# WHAT TO PRODUCE
Reproduce the data below with "drop a marker on every instance" changed to "place a pin on each instance" wherever it occurs, keeping everything else the same and omitting the pictures.

━━━━

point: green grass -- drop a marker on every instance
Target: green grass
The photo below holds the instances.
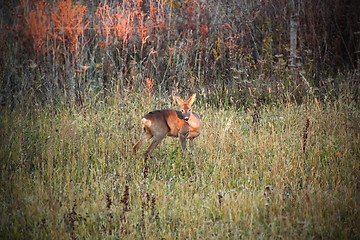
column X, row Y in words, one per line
column 64, row 174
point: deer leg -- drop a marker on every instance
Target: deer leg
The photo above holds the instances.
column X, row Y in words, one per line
column 183, row 142
column 153, row 145
column 146, row 136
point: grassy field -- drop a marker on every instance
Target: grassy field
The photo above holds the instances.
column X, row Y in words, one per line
column 69, row 173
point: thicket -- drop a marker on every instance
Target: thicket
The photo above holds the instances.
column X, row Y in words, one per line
column 237, row 52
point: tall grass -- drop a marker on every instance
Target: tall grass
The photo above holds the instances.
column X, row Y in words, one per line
column 70, row 173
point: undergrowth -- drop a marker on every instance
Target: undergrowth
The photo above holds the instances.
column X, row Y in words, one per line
column 288, row 171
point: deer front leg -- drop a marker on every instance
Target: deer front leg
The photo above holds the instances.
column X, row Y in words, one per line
column 184, row 133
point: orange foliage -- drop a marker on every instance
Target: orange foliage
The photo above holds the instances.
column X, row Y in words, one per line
column 38, row 22
column 69, row 23
column 128, row 20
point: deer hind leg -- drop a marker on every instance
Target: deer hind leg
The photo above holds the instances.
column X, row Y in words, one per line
column 146, row 136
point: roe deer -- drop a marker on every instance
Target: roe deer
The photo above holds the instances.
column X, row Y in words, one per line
column 158, row 124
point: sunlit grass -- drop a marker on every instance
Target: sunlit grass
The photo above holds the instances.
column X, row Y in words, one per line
column 65, row 171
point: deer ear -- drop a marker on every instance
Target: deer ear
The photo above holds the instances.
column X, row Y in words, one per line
column 191, row 100
column 179, row 100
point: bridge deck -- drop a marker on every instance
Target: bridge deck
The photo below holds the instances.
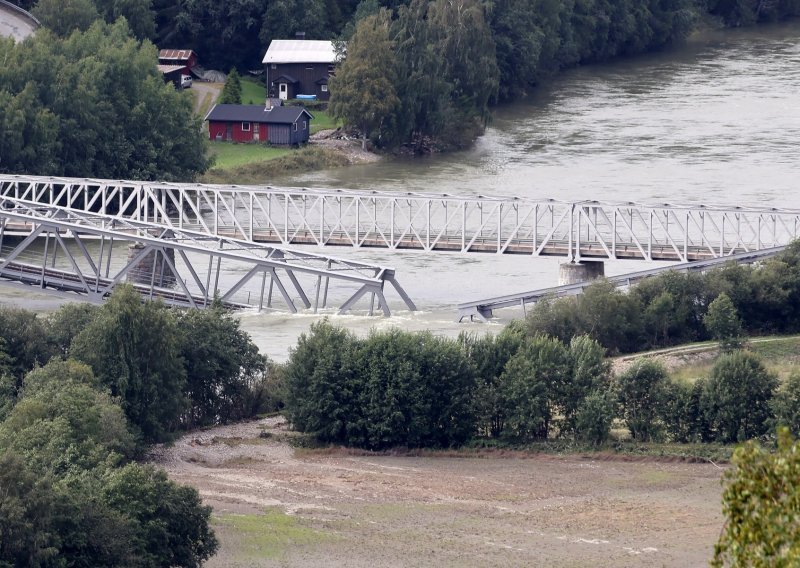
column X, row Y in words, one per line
column 428, row 222
column 482, row 310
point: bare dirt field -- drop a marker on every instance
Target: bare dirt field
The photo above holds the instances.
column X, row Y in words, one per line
column 277, row 506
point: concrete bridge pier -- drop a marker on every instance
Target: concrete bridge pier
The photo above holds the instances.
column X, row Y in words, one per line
column 577, row 272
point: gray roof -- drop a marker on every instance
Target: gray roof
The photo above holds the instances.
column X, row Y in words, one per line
column 300, row 51
column 256, row 113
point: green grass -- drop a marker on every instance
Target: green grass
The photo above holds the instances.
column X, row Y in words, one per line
column 269, row 535
column 229, row 156
column 253, row 92
column 306, row 159
column 781, row 355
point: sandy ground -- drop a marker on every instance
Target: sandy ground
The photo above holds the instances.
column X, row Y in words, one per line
column 337, row 509
column 350, row 148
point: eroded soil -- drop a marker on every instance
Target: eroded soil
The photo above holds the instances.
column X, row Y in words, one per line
column 277, row 506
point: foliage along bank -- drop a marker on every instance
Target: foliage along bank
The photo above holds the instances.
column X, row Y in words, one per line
column 548, row 377
column 82, row 393
column 93, row 104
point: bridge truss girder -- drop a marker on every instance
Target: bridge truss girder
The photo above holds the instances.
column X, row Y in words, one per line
column 590, row 230
column 182, row 267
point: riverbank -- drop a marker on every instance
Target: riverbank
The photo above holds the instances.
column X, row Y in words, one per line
column 276, row 505
column 326, row 149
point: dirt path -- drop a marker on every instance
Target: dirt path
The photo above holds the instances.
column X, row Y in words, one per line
column 275, row 506
column 204, row 96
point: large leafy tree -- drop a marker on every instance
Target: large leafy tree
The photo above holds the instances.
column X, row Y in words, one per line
column 133, row 347
column 737, row 397
column 642, row 390
column 94, row 104
column 363, row 92
column 224, row 369
column 761, row 503
column 232, row 91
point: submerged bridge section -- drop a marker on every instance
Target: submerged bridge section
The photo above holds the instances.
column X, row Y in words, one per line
column 69, row 252
column 482, row 310
column 580, row 230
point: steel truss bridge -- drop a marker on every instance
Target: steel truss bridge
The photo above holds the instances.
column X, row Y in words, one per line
column 67, row 251
column 581, row 230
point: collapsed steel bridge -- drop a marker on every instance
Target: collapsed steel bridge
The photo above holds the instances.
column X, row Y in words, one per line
column 582, row 230
column 68, row 252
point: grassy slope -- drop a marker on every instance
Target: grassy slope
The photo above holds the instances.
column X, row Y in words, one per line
column 781, row 355
column 229, row 156
column 253, row 92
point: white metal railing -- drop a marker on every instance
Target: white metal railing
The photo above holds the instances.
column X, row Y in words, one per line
column 501, row 225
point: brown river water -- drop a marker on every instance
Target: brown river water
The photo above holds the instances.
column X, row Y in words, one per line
column 716, row 120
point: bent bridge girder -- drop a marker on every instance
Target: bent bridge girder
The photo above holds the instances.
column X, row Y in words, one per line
column 70, row 253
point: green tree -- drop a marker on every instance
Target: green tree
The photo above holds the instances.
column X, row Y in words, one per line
column 723, row 323
column 24, row 341
column 642, row 390
column 27, row 505
column 594, row 416
column 133, row 347
column 761, row 503
column 363, row 92
column 414, row 390
column 320, row 397
column 737, row 398
column 68, row 321
column 170, row 524
column 63, row 423
column 489, row 355
column 102, row 104
column 232, row 91
column 590, row 375
column 786, row 404
column 532, row 382
column 223, row 368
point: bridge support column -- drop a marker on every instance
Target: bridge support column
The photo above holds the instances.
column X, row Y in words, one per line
column 576, row 272
column 153, row 268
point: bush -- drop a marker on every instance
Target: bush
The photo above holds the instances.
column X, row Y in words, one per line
column 761, row 503
column 737, row 398
column 594, row 416
column 723, row 323
column 786, row 404
column 642, row 390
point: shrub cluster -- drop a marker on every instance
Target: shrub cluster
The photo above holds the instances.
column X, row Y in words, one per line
column 169, row 369
column 391, row 389
column 415, row 390
column 673, row 308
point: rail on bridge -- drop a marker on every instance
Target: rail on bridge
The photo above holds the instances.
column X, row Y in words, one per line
column 70, row 253
column 581, row 230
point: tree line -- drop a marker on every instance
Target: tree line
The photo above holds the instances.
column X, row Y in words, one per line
column 94, row 104
column 548, row 377
column 83, row 393
column 420, row 75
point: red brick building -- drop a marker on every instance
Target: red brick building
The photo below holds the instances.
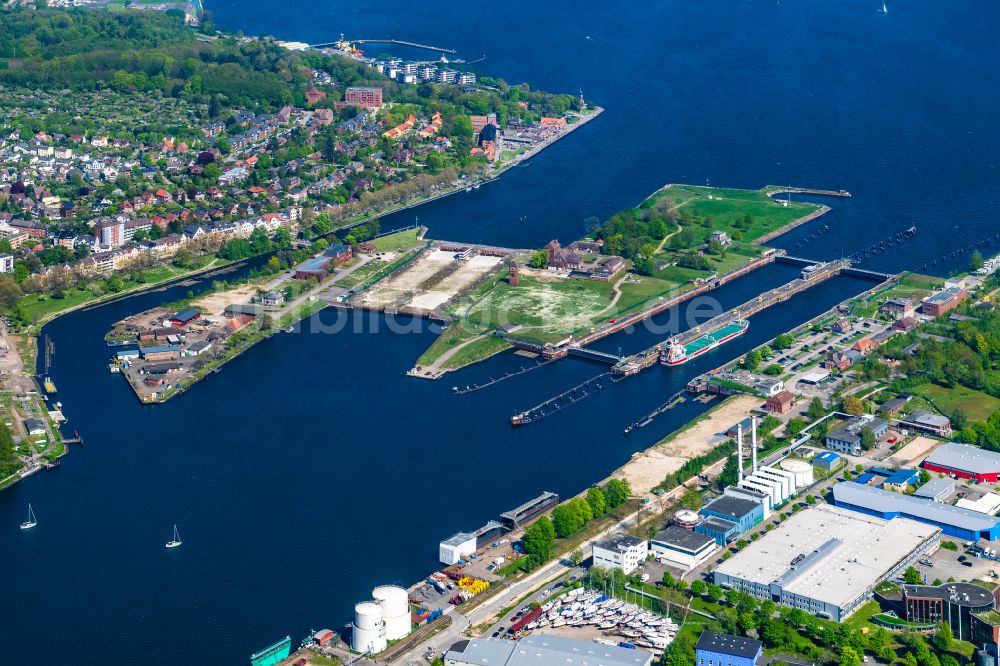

━━━━

# CORRECT OUTPUT
point: green grass -- place a pin on each instance
Target: green grass
The photo below holds the instances.
column X, row Y in words, one per line
column 64, row 174
point: deer leg -- place a pin on each instance
Target: deer leg
The photo above holds the instances.
column X, row Y in words, one per line
column 183, row 142
column 153, row 145
column 146, row 136
point: grassy field -- place a pin on each instance
Target: grassy field
The photo above holds the instances.
column X, row Y in words, one per line
column 69, row 173
point: thicket -- place a pin on each instance
Target: thicket
The photo above holds the instances.
column X, row Y in words, one per line
column 237, row 52
point: tall grass -- place a pin on each instance
Target: tall grass
The photo above holds the instances.
column X, row Y in words, one per line
column 70, row 173
point: undergrowth -- place a pin on each instance
Target: undergrowth
The photo above holds the instances.
column X, row Y in words, one per line
column 288, row 171
point: deer front leg -- place a pin on each instance
Target: deer front leg
The photo above holds the instances.
column X, row Y in words, one per line
column 184, row 133
point: orange foliage -- place a pin on each instance
Target: orange foliage
The photo above holds the instances.
column X, row Y in words, one per line
column 38, row 22
column 69, row 23
column 128, row 20
point: deer hind leg -- place a pin on each instance
Target: deer hind leg
The photo above holds the instances.
column X, row Y in words, one per line
column 146, row 136
point: roe deer -- place a pin on each instance
Target: roe deer
The photo above holds the instances.
column X, row Y in words, one per line
column 158, row 124
point: sunlit grass -- place a pin on each instance
Target: sunlit grass
The photo above holds the instances.
column X, row Y in words, one per line
column 65, row 171
point: deer ear -- place a pin on each instance
Target: deer ear
The photo above holds the instances.
column X, row Y in words, one per line
column 191, row 100
column 179, row 100
point: bridge deck -- place a pin on each instance
Target: bridge deck
The photo below holds the instances.
column X, row Y in words, one per line
column 428, row 222
column 482, row 310
point: bare dirt field -- place a pin on each instance
Target: bare dirt field
The photo above holds the instances.
column X, row Y in words, one per line
column 277, row 506
point: concrete bridge pier -- place a pin on each instance
Target: concrete bridge pier
The photo above holds the instances.
column X, row Y in words, one per line
column 577, row 272
point: gray roof -- place a pin on each instance
Target: gray roof
The photo above holds the instances.
column X, row Y in words, one per line
column 300, row 51
column 256, row 113
point: green grass -- place a pin on each instance
Target: green grass
The photo above holds the instances.
column X, row Y in words, one per line
column 269, row 535
column 229, row 156
column 253, row 92
column 306, row 159
column 781, row 355
point: sandy ground -- place a pin on each instance
Target: sandy ground
The photo above holds the instances.
column X, row Y in words, one per line
column 337, row 509
column 350, row 148
point: eroded soil -- place a pin on each instance
Target: eroded soil
The photo above holds the instances.
column X, row Y in words, one per line
column 277, row 506
point: foliage along bank -- place a pin on each instance
Target: foliage along bank
The photo above holds the instances.
column X, row Y in words, one per line
column 548, row 377
column 82, row 393
column 93, row 104
point: bridge truss girder -- place a pin on each instance
Target: bridge truss girder
The photo above holds the instances.
column X, row Y in words, one per line
column 590, row 230
column 182, row 267
point: riverbank -- place a pin on each instance
Target: riverbank
The photo above holds the instances.
column X, row Y in words, one per line
column 276, row 505
column 326, row 149
point: dirt path -- place a pin on each instance
Target: dirt path
The photo above holds the instances.
column X, row Y in words, one per line
column 275, row 506
column 204, row 96
point: large leafy tree -- place a pin on each instance
Target: large leafy tree
The photo above holds the instances.
column X, row Y in words, one per line
column 133, row 347
column 737, row 397
column 642, row 390
column 94, row 104
column 363, row 92
column 224, row 369
column 761, row 503
column 232, row 91
point: submerged bridge section -- place a pin on each instance
Target: submerged bridge section
The photo above holds the instances.
column X, row Y in words, one per line
column 69, row 252
column 482, row 310
column 580, row 230
point: steel truss bridge -- place a pin on each instance
Target: steel truss bridge
The photo above holds the instances.
column X, row Y in words, one per line
column 67, row 251
column 581, row 230
point: collapsed steel bridge -- place a pin on each instance
Target: collapsed steel bridge
The photo above holds the instances.
column X, row Y in words, one per line
column 582, row 230
column 68, row 252
point: grassy slope -- place a pin on each instance
Target: grassy slope
The photo above holds the instances.
column X, row Y in words, one per line
column 781, row 355
column 229, row 156
column 253, row 92
point: white metal railing -- place a pin on each instance
Target: white metal railing
The photo above holds the instances.
column X, row Y in words, one per line
column 501, row 225
point: brown river water -- place a pin on each instance
Target: brown river water
The photo above holds the instances.
column X, row Y in words, one per line
column 716, row 120
point: bent bridge girder -- place a pin on each instance
Target: bent bridge girder
The photo above holds the instances.
column X, row Y in words, one per line
column 70, row 253
point: green tree -- place a pin on each instance
Target: green tree
The photo above holds the instances.
column X, row Y in words, one per line
column 723, row 323
column 24, row 341
column 642, row 390
column 27, row 505
column 594, row 416
column 133, row 347
column 761, row 503
column 363, row 92
column 414, row 390
column 320, row 397
column 737, row 398
column 68, row 321
column 170, row 524
column 63, row 423
column 489, row 355
column 102, row 104
column 232, row 91
column 590, row 375
column 786, row 404
column 532, row 382
column 223, row 368
point: bridge support column -- place a pin on each instance
Target: bridge support column
The photo above holds the instances.
column X, row Y in words, one per line
column 576, row 272
column 153, row 268
point: bush -- place a pin on each instance
Target: bush
The photo above holds the instances.
column X, row Y in words, one per line
column 761, row 503
column 737, row 398
column 594, row 416
column 723, row 323
column 786, row 404
column 642, row 390
point: shrub cluster -- place a pin on each instance
Target: shrub cluster
The photo above holds the instances.
column X, row Y in words, one per line
column 169, row 369
column 391, row 389
column 415, row 390
column 673, row 308
point: rail on bridge -- place a pin on each instance
Target: rail on bridge
The photo above holds the instances.
column X, row Y in words, one per line
column 70, row 253
column 581, row 230
point: tree line -- place a pin on each instance
Target: tree line
The photo above holds the instances.
column X, row Y in words, one per line
column 94, row 104
column 548, row 377
column 83, row 393
column 420, row 75
point: red brick building -- place a pin on each instance
Target: red brick building
The photo below holds the instances.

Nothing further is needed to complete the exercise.